TASK INSTRUCTIONS:
[A] In the student loan collection text, what share of a borrower's loan does ECMC say it typically collects on a rehabilitated loan?
[B] Please pick up the student loan collection text after its last sentence and carry it on.

SOURCE TEXT:
==============================

Once borrowers default, or fail to make payments for 270 days or more, the financial rewards for collectors multiply.

Under government rules, guaranty agencies add collection costs — currently as much as 25 percent — to a borrower’s loan balance. They also keep 16 percent of any money recovered.

If an agency “rehabilitates” a loan — getting borrowers to make nine payments in 10 months — it gets a jackpot.

By law, the organizations can receive as much as 37 percent of a borrower’s entire loan amount, half in collection costs and half in taxpayer-funded commissions. ECMC says it typically collects 31 percent, or $7,750 on a $25,000 loan. That’s 31 times what it can make for preventing the default through counseling.

In 2010, ECMC generated $131 million from collections, or about three quarters of its revenue, compared with about $17 million from programs aimed at preventing default.

In terms of caseload, ECMC devotes more employees to default prevention than collections, Hawn said. The company averages 77 default-prevention workers for 241,000 delinquent borrowers in need of counseling. It has about 90 debt collectors for 557,000 borrowers in default.

Guaranty agencies now rely even more on collections after the Obama administration in 2010 stopped private lenders from offering federal student loans. The Education Department has since issued all new loans directly — cutting out a major source of fees for guaranty agencies.

Last year, Education Secretary Arne Duncan, whose annual salary is just under $200,000, asked the guaranty agencies to choose either debt collection or default prevention. He cited “poorly aligned incentives” because agencies make so much more money collecting on defaults.

The request was voluntary, and two dozen agencies submitted proposals. ECMC wasn’t one of them.

American Student Assistance, a guaranty agency in Boston, proposed getting paid based on the loans it keeps current.

“You shouldn’t profit from defaulted borrowers” as a public-service organization, said Paul Combe, who received $364,300 in 2010 as CEO of the agency.

The National Council of Higher Education Loan Programs, which represents guaranty agencies, says the organizations prevented 88 percent of seriously delinquent loans from defaulting in 2009, the most recent year for which data is available.

“There’s no factual basis for this claim that the incentives are misaligned,” Shelly Repp, president of the Washington, D.C.-based council, said, referring to Duncan’s comments.

Off a highway interchange in Oakdale, ECMC operates from a two-story brick building in an office park across from a Target store and McDonald’s restaurant. There is no sign out front, or in the reception area.

==============================

EXTRACTED RECORDS:
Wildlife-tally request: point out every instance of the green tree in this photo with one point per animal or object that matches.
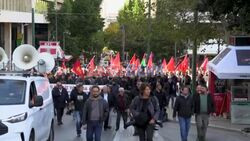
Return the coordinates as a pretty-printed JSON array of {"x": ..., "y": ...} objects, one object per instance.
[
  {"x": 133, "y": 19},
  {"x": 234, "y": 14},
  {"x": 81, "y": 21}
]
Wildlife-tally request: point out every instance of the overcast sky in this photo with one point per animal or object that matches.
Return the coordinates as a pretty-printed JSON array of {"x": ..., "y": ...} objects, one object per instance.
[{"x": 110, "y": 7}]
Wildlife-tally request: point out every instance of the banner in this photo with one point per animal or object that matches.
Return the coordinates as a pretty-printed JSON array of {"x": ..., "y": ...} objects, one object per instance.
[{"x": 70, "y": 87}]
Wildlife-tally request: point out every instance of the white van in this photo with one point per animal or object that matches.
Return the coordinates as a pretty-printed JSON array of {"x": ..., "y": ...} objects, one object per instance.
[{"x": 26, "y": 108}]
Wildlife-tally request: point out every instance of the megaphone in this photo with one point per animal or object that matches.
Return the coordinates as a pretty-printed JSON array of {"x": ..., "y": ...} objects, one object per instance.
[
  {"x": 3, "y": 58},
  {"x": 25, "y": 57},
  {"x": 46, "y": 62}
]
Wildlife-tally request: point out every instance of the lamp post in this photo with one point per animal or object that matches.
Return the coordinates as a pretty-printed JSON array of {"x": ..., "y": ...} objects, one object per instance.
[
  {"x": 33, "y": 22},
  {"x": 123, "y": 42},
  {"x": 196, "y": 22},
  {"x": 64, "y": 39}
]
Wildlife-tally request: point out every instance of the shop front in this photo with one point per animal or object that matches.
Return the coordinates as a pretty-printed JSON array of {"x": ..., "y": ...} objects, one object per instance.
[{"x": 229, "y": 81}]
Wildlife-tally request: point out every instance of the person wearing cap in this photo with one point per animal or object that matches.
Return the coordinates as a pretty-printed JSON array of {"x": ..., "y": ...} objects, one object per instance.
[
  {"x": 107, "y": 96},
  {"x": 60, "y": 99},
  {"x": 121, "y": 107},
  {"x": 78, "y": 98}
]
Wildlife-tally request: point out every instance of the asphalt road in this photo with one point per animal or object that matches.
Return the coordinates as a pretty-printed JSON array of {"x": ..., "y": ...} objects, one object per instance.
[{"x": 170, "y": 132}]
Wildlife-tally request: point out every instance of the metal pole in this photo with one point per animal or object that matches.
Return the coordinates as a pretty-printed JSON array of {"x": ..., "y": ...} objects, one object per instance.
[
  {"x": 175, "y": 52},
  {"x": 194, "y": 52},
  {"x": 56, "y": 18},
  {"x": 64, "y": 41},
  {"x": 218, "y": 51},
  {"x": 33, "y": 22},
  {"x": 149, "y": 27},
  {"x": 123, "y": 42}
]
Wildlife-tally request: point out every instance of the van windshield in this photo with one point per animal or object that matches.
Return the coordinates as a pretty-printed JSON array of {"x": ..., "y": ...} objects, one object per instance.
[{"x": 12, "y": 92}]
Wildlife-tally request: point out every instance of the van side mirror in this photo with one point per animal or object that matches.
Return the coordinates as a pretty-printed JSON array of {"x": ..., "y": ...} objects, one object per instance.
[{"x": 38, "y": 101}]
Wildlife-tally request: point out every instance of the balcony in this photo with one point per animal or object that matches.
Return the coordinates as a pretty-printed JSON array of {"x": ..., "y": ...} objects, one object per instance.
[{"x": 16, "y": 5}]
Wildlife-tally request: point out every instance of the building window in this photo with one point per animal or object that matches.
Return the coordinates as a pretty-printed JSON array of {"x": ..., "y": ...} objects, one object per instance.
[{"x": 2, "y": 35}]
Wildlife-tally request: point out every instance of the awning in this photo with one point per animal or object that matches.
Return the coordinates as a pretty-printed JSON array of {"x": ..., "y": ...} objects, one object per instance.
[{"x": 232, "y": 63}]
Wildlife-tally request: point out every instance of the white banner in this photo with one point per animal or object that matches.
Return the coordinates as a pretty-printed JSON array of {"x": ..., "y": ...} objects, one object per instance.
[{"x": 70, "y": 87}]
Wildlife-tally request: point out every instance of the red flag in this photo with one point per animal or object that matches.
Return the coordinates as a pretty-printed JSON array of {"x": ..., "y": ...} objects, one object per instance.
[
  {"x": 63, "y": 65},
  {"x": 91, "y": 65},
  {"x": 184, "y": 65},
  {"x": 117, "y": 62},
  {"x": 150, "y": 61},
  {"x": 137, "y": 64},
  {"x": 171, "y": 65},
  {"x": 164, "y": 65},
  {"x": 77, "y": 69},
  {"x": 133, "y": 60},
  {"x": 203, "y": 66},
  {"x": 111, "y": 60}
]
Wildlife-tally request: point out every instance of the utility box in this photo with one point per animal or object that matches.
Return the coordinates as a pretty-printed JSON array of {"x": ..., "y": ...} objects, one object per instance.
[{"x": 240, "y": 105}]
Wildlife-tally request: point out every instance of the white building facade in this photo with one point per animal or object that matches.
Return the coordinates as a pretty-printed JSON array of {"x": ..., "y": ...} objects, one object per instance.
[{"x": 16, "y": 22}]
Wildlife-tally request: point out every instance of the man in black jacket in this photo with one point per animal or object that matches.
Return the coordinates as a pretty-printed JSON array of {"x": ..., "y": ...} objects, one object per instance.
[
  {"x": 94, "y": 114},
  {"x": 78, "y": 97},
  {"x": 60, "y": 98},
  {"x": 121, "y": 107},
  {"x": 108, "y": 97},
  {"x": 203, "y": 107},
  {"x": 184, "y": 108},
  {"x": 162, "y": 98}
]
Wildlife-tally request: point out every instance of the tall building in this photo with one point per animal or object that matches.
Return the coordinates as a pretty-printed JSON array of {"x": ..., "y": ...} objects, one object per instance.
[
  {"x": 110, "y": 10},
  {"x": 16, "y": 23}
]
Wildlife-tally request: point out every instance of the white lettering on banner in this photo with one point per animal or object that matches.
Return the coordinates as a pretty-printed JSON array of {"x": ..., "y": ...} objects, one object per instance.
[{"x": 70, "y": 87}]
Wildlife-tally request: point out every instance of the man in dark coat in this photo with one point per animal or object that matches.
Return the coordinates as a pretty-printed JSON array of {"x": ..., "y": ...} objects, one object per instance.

==============================

RESPONSES TO THE TASKS:
[A] 31 percent, or $7,750 on a $25,000 loan.

[B]
Debt collectors work in a “cubicle farm” in a one-story building attached to the main office, according to Shane Kussatz, ECMC’s former director of collections support. There, supervisors would hang pinatas over top producers’ desks, while automatic dialers and other computer systems helped the company track down more borrowers, he said.

“There was a lot of talk about operating as a nonprofit company,” said Kussatz, who took a buyout in January after 12 years at the company. “At the end of the day, our job was to collect debt. I didn’t fool myself.”

ECMC emphasized collections, according to Paul Fiedler, who worked as a default-prevention counselor from 2004 through 2009 in Richmond, Va.

The company asked counselors to call as many as 500 borrowers a month to get them back on track with their payments, said Fiedler. Under the federal program, he could let borrowers defer payments or temporarily reduce outlays because of a job loss or other hardship.

During Fiedler’s night shifts, counselors were expected to stay at their desks, except for bathroom breaks, said Fielder, 67. He left ECMC after it shut down the Richmond office.

“It was an endless job,” Fiedler said. “I don’t know why they didn’t hire more people. A lot of borrowers fell through the cracks. There were not enough hours in the day to get to them.”

Including monthly bonuses tied to his record of preventing defaults, Fiedler earned in the mid-$40,000-a-year range, he said. ECMC’s Hawn said collectors make more than counselors because recovering money from borrowers is “significantly more challenging.”

Default-prevention counselors clamored for the rare openings in debt-collection, Fiedler said.

“Everyone knew that’s where the big money was,” Fiedler said.